Should any entry include an image, skip the image and copy the entry exactly.

(Extracted information Opens)

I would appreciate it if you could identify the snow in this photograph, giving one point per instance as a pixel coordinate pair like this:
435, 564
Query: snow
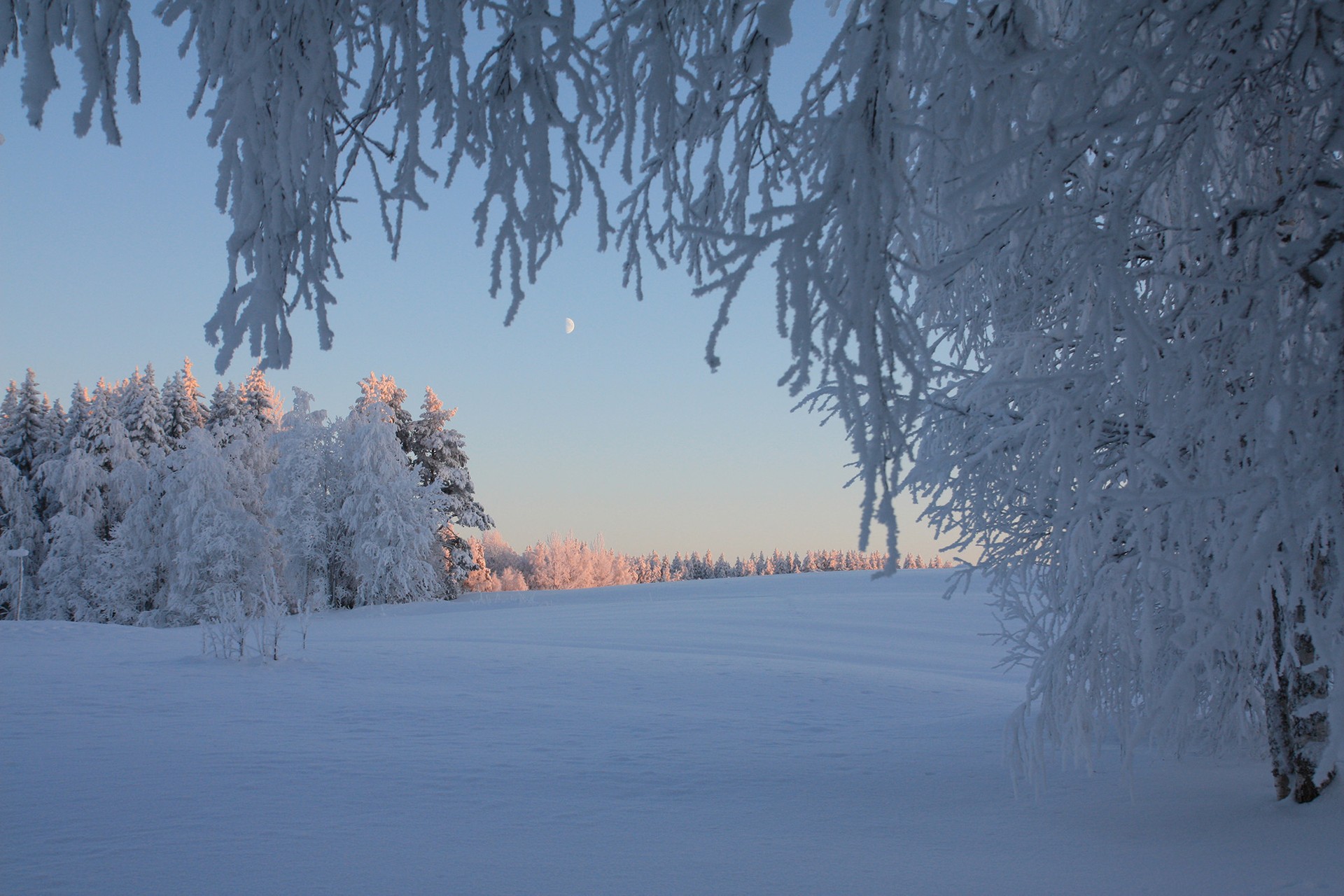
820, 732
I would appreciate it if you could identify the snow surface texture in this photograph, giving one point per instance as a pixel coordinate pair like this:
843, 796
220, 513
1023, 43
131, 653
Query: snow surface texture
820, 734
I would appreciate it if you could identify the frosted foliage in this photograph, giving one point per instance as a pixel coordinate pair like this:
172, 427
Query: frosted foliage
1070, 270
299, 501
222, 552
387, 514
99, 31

(Extracted information Closes)

- Answer to this task:
I would appreciate it if you could identify the snow in this photograph, giving one point per instance as a pixel coordinate pair like this:
435, 564
Query: snow
820, 732
I would appreciate it if you could identify the snow surface texture in this photograph, giving one point per instance as a pixel coordinate pair like this:
843, 796
220, 513
1023, 43
131, 653
Query: snow surface texture
820, 734
I would appreciate it if you could identify the frosted foliage in this photograph, giving one point per instance as a pixel coordinate pair like this:
172, 427
Query: frosted foliage
1070, 270
299, 501
222, 552
387, 514
99, 31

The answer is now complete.